• _WHAT THE EXERCISE ASKS_:
In the records below, find the line containing "Locate the slate"; give it again exactly, along with every line that follows, and nothing else.

• _TASK INPUTS_:

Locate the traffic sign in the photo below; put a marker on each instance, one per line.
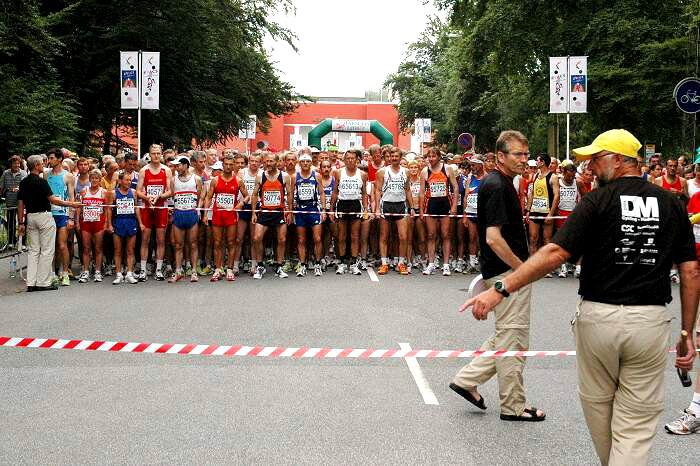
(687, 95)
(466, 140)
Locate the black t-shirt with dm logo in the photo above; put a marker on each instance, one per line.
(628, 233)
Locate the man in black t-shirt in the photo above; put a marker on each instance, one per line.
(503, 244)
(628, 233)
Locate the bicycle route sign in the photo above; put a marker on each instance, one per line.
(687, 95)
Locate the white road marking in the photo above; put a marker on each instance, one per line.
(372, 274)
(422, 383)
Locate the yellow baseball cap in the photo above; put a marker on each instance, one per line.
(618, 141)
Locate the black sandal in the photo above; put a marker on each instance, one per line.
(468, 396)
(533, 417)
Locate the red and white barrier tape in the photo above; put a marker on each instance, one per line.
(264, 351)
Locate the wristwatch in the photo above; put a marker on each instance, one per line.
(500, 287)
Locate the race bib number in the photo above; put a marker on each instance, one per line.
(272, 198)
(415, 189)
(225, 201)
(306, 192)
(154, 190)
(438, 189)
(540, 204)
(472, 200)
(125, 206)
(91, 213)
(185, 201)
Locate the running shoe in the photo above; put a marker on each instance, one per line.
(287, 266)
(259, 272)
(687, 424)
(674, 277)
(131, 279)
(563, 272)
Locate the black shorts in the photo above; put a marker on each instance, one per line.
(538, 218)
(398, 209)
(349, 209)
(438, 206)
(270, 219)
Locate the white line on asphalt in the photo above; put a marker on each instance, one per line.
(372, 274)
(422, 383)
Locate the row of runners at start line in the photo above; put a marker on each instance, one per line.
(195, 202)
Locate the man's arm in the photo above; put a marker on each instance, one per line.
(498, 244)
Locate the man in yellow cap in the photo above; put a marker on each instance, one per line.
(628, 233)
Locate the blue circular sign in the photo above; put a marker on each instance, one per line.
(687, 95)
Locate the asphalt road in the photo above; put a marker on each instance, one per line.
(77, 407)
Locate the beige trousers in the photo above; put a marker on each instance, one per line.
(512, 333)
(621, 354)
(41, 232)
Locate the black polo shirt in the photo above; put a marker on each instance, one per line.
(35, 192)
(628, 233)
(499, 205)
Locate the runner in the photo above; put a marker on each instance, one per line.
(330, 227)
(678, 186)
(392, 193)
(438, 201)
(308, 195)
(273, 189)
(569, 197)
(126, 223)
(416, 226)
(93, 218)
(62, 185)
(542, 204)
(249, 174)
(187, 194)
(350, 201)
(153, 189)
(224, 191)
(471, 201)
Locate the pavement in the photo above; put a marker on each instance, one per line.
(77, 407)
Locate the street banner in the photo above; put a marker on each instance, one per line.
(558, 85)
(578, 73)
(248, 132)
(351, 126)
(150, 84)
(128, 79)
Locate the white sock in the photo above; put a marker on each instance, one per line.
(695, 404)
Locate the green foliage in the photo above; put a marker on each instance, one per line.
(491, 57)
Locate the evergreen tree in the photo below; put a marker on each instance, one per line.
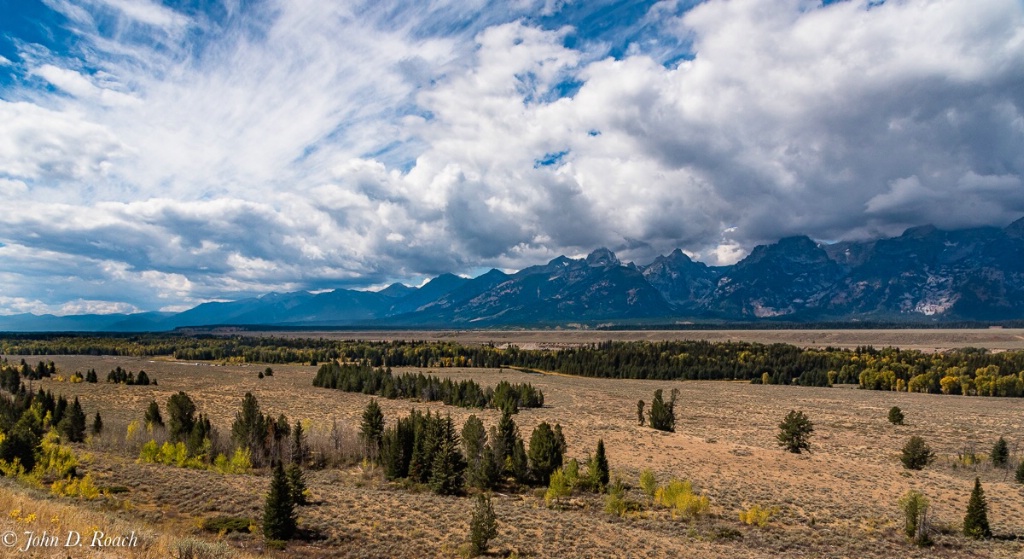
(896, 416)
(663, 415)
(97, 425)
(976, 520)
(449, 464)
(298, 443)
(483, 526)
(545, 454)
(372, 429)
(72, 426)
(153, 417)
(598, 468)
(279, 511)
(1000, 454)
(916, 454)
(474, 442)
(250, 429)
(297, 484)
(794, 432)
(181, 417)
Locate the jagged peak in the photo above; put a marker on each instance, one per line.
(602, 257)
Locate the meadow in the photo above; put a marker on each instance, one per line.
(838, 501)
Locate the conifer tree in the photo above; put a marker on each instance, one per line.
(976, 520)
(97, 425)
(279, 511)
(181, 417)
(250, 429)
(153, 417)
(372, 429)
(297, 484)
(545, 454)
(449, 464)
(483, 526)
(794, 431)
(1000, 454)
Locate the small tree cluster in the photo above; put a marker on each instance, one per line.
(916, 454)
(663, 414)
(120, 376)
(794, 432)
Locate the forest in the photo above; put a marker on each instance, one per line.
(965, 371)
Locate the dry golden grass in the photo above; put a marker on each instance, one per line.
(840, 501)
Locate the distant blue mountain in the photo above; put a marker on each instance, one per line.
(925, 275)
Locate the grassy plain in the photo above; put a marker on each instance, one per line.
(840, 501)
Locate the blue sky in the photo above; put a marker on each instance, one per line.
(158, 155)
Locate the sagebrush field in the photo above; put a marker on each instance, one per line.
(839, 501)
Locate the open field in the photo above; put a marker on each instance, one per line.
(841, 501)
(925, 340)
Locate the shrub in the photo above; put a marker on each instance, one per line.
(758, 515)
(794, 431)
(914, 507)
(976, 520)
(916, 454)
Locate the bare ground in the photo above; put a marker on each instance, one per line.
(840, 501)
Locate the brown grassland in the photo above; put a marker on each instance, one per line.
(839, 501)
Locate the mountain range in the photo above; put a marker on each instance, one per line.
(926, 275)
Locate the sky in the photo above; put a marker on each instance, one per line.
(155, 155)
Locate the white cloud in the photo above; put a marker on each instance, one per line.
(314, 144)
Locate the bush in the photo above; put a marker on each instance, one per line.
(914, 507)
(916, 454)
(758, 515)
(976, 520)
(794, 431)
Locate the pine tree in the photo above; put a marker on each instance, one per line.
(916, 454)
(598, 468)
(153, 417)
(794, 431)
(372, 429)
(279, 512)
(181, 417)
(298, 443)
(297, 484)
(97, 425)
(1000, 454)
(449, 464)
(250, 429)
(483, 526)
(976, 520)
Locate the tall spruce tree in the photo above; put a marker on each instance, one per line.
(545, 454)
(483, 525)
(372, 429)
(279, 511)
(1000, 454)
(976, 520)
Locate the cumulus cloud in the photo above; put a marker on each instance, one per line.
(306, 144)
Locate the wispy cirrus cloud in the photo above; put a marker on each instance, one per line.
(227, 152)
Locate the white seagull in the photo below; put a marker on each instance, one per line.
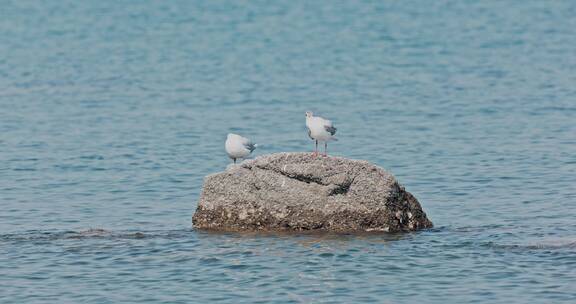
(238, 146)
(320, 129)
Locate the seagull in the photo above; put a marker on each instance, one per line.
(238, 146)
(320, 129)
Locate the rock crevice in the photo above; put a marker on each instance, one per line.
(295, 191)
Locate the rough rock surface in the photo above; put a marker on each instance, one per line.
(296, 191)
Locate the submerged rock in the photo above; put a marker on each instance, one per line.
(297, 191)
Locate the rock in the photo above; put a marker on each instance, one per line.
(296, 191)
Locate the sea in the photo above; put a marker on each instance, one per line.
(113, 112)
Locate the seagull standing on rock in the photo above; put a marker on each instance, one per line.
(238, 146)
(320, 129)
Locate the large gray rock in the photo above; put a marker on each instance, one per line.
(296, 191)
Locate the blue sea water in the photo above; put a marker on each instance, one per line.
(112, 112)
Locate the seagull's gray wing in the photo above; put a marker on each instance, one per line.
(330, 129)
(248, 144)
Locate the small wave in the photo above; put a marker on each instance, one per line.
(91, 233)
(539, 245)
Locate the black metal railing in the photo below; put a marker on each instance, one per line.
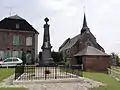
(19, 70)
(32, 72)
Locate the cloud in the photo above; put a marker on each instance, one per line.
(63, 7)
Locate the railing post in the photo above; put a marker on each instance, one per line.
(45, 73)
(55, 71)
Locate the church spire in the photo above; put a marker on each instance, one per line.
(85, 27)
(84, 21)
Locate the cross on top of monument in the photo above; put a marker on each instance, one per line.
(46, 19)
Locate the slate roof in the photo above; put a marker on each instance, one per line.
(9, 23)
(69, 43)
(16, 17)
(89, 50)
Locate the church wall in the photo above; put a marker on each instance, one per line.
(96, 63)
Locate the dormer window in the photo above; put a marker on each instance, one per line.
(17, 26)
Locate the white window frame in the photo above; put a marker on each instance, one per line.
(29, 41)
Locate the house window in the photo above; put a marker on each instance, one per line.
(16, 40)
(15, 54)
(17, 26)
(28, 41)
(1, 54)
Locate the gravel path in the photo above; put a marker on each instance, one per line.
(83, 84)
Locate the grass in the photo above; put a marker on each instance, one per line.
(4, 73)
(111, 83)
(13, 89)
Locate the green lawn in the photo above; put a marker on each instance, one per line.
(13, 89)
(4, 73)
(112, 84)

• _WRITTEN ANSWER_:
Locate the slate roof in the photo above; put a marker on each instance, one per line.
(9, 23)
(69, 43)
(16, 17)
(89, 50)
Locate the church wall in the photo above; put a marker on each instance, one per line.
(96, 63)
Locate the dormer window in the photo above; put a marker on each instance, one per line.
(17, 26)
Locate the white window frame in the photo above; put a marker on each instance, one per line.
(29, 41)
Locate the house window in the photo above; put a marker on each instance, one per line.
(16, 40)
(15, 54)
(17, 26)
(28, 41)
(1, 54)
Locate the gravel path in the photo above; put a marker on each instance, one per line.
(83, 84)
Locate the grass in the photo above; put a marker on each instance, one per line.
(4, 73)
(111, 83)
(13, 89)
Locate the green lawn in the photo above; put a marker on each instance, one per line.
(13, 89)
(4, 73)
(112, 84)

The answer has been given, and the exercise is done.